(What to produce): Format the entries between the lines holding "Provide the segmentation of every instance of the <item>curled" and "57 126 L 57", inclusive, as a two-column CSV with the headers text and answer. Give one row per entry, putting its text and its answer each in a single quoted field with line breaks turned into spaces.

(Records for this exercise):
--- Start ---
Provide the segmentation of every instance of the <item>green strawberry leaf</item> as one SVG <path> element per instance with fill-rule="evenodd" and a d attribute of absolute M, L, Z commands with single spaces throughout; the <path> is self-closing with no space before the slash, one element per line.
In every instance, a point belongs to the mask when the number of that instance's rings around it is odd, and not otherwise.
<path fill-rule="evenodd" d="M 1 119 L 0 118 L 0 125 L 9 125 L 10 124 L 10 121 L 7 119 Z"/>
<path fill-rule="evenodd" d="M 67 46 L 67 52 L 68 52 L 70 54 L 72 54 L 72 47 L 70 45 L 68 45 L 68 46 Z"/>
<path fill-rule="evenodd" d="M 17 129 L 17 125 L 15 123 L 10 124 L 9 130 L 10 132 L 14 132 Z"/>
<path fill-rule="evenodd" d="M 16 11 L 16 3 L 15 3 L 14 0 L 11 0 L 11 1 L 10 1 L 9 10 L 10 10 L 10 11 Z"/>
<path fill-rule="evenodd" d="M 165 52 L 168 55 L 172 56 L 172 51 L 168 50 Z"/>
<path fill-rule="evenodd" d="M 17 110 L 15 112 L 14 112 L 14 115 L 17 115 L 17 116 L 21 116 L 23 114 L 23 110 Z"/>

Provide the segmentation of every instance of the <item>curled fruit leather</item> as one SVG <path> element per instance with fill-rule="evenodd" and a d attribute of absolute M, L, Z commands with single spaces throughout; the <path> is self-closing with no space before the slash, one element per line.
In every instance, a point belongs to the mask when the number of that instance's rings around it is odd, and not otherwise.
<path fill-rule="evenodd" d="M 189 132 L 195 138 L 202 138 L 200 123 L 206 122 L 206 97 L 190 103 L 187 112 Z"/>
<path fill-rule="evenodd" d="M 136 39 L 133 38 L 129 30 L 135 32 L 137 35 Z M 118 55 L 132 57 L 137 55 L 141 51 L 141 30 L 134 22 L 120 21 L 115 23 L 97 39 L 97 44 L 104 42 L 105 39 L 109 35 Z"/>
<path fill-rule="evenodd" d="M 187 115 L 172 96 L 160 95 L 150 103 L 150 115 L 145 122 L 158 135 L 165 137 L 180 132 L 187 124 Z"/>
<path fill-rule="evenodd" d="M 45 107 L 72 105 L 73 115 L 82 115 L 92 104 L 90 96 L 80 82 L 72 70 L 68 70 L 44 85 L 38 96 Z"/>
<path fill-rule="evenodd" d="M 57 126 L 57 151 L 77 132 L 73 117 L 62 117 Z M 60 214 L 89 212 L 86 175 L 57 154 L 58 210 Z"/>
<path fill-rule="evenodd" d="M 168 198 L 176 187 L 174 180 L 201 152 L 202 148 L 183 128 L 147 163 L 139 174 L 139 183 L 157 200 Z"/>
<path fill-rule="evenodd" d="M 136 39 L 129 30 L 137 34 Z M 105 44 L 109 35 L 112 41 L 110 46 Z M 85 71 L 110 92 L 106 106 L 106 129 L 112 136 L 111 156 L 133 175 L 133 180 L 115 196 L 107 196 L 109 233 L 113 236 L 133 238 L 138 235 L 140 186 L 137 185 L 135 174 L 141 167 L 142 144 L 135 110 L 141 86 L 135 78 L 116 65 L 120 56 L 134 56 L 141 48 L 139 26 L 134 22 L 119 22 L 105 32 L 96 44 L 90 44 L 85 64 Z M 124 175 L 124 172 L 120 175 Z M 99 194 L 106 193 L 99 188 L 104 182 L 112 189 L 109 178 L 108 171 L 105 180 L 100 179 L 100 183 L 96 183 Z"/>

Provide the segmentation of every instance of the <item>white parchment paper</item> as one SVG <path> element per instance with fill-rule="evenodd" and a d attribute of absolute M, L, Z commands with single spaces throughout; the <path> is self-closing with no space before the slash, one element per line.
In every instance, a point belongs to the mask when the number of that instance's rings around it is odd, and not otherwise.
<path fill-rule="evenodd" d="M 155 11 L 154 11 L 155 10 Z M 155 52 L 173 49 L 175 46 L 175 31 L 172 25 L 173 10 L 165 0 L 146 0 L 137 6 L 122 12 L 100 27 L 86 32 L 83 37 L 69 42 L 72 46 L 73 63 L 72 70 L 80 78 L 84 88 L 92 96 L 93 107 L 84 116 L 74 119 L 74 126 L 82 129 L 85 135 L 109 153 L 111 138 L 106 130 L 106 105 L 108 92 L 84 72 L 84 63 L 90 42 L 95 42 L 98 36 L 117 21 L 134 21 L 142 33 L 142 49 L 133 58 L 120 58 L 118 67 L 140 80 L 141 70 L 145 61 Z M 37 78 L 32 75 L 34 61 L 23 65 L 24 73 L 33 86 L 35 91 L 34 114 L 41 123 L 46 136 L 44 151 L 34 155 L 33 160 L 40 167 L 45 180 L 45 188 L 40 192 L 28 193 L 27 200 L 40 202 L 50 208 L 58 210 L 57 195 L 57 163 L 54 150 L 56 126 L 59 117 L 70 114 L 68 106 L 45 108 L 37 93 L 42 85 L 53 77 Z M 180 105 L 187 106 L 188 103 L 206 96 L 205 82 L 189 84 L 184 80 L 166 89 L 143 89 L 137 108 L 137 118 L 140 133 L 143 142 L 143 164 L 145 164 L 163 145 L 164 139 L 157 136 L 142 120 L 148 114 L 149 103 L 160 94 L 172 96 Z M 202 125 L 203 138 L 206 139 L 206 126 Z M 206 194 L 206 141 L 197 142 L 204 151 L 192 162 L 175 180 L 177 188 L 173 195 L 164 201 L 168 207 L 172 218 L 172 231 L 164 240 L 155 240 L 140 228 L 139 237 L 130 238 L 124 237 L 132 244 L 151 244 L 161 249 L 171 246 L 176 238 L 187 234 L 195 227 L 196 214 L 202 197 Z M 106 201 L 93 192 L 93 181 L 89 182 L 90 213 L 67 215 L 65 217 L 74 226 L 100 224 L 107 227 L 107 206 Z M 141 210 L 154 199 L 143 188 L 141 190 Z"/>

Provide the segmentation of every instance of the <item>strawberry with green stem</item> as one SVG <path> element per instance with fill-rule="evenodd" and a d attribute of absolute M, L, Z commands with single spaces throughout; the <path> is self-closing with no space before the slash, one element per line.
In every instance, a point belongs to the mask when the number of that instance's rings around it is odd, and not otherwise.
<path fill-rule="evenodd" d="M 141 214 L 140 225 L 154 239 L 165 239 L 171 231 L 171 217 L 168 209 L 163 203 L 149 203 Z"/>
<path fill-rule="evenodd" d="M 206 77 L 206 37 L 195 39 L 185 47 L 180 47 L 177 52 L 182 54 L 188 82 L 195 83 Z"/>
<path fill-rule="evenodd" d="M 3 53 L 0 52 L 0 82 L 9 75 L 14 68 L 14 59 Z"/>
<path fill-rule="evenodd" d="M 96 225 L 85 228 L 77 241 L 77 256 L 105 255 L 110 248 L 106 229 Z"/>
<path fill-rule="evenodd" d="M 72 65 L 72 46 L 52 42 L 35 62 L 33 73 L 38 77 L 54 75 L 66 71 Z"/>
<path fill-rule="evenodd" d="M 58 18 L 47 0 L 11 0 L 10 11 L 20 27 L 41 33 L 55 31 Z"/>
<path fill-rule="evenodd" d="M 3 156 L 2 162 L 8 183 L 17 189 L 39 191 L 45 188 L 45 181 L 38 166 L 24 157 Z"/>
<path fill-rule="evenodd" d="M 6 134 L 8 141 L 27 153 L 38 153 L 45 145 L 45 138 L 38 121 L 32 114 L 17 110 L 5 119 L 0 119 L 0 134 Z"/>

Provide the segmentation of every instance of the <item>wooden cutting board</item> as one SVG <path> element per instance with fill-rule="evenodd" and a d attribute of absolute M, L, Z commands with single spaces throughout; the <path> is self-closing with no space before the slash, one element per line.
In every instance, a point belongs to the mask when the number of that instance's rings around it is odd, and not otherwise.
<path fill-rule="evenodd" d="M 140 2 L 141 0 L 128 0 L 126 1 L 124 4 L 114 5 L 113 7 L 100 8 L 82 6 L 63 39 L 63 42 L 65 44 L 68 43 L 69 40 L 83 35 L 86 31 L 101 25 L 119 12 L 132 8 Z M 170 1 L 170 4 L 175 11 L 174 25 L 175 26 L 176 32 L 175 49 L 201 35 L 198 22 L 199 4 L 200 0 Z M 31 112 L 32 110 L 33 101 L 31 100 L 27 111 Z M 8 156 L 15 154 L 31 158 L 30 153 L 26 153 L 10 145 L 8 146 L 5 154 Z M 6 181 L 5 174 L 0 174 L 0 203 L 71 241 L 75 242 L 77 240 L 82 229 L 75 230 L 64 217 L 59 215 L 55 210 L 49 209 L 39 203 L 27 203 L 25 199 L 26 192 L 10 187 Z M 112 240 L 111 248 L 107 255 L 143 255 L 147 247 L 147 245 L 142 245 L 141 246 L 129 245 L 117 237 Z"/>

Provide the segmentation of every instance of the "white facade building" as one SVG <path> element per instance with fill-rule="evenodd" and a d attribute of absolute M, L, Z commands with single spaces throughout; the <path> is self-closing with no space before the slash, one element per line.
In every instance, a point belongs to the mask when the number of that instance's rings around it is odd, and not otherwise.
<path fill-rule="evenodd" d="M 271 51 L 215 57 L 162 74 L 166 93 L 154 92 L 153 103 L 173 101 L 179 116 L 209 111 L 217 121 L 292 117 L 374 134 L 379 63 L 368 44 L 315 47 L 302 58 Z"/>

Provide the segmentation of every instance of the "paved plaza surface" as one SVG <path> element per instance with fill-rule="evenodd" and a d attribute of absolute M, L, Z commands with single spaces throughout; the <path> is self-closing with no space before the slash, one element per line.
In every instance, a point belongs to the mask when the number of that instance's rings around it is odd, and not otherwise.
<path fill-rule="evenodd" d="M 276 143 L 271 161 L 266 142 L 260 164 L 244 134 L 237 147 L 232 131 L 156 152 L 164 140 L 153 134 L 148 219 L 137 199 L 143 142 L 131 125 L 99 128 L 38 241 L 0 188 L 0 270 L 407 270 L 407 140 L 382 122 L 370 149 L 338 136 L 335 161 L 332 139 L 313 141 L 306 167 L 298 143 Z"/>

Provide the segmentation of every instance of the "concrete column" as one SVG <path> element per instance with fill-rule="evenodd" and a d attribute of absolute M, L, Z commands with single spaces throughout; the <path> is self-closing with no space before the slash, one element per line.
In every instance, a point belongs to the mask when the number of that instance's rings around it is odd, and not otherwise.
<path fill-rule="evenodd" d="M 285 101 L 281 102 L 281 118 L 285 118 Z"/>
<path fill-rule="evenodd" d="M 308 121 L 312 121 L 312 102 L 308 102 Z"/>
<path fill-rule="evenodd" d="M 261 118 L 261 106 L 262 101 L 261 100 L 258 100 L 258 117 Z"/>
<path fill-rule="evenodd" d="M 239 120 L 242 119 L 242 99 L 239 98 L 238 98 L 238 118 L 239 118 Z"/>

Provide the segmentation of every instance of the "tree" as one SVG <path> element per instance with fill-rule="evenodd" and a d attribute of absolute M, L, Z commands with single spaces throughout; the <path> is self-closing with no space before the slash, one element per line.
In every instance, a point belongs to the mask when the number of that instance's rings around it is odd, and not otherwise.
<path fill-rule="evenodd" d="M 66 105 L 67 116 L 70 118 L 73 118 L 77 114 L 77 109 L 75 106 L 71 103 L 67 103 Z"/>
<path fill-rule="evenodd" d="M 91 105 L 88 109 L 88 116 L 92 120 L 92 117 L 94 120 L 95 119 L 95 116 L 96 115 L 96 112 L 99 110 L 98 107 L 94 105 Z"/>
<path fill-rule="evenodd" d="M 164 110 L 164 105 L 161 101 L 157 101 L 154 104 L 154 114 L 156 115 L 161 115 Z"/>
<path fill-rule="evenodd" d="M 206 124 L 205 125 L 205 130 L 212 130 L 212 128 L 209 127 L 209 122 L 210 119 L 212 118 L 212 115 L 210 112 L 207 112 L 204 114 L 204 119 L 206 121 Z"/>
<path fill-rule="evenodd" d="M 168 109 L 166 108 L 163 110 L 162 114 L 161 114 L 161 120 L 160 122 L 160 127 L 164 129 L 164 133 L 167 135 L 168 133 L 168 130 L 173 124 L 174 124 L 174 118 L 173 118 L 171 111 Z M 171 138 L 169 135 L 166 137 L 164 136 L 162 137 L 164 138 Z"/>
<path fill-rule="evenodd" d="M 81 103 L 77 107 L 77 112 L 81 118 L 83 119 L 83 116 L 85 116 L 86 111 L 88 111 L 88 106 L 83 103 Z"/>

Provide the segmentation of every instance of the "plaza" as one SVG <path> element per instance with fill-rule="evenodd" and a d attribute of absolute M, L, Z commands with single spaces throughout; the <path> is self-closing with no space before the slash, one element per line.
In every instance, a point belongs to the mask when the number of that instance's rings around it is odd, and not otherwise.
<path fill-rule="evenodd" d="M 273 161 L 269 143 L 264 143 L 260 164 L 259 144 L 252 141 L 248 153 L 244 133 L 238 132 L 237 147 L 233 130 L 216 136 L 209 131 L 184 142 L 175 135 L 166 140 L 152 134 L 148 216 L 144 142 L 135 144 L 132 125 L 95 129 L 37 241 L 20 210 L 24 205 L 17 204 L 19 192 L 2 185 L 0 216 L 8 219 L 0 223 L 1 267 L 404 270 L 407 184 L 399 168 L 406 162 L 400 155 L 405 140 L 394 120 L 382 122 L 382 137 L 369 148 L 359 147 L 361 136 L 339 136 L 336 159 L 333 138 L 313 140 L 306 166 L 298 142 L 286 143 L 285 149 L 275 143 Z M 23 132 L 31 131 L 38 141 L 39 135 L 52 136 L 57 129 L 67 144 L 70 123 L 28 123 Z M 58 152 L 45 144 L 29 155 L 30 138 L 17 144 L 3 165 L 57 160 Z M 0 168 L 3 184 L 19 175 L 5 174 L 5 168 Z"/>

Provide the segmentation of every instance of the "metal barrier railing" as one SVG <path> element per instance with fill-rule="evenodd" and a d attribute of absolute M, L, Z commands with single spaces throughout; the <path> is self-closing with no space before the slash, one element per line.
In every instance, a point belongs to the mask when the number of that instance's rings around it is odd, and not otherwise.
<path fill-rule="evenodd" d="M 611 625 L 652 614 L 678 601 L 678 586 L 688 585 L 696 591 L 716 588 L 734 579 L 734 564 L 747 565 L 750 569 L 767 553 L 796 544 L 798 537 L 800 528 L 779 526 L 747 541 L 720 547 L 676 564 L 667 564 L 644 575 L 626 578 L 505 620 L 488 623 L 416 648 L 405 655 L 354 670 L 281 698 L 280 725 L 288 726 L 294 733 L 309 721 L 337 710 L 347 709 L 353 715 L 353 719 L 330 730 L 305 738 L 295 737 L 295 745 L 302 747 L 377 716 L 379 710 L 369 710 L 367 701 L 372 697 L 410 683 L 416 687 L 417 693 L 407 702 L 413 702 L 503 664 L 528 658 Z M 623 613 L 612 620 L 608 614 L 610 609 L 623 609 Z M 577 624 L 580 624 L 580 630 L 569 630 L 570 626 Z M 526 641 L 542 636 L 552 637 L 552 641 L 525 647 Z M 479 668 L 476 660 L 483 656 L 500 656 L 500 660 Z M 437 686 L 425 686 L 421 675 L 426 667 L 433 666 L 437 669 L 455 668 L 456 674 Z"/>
--- End ---
(Final result):
text,answer
"Provide the segmentation of every instance of the <item>curled fruit leather</item> as one SVG <path> element per instance with fill-rule=""evenodd"" and a d attribute of absolute M, L, Z commands with single spaces throughout; the <path> is self-closing with no space before the slash, one element per line. In every instance, a point belongs to the mask when the number of that instance's rings around it is odd, and not otherwise.","<path fill-rule=""evenodd"" d=""M 189 132 L 195 138 L 202 138 L 200 123 L 206 122 L 206 97 L 190 103 L 187 112 Z""/> <path fill-rule=""evenodd"" d=""M 136 39 L 133 38 L 129 30 L 135 32 L 137 35 Z M 118 55 L 132 57 L 137 55 L 141 51 L 141 30 L 134 22 L 120 21 L 115 23 L 97 39 L 97 44 L 104 42 L 105 39 L 109 35 Z""/> <path fill-rule=""evenodd"" d=""M 187 115 L 172 96 L 160 95 L 150 103 L 150 115 L 145 122 L 158 135 L 165 137 L 180 132 L 187 124 Z""/> <path fill-rule=""evenodd"" d=""M 45 107 L 72 105 L 73 115 L 82 115 L 92 104 L 90 96 L 80 82 L 72 70 L 68 70 L 44 85 L 38 96 Z""/> <path fill-rule=""evenodd"" d=""M 57 126 L 57 151 L 77 132 L 73 117 L 62 117 Z M 60 214 L 89 212 L 86 175 L 57 154 L 58 210 Z""/>"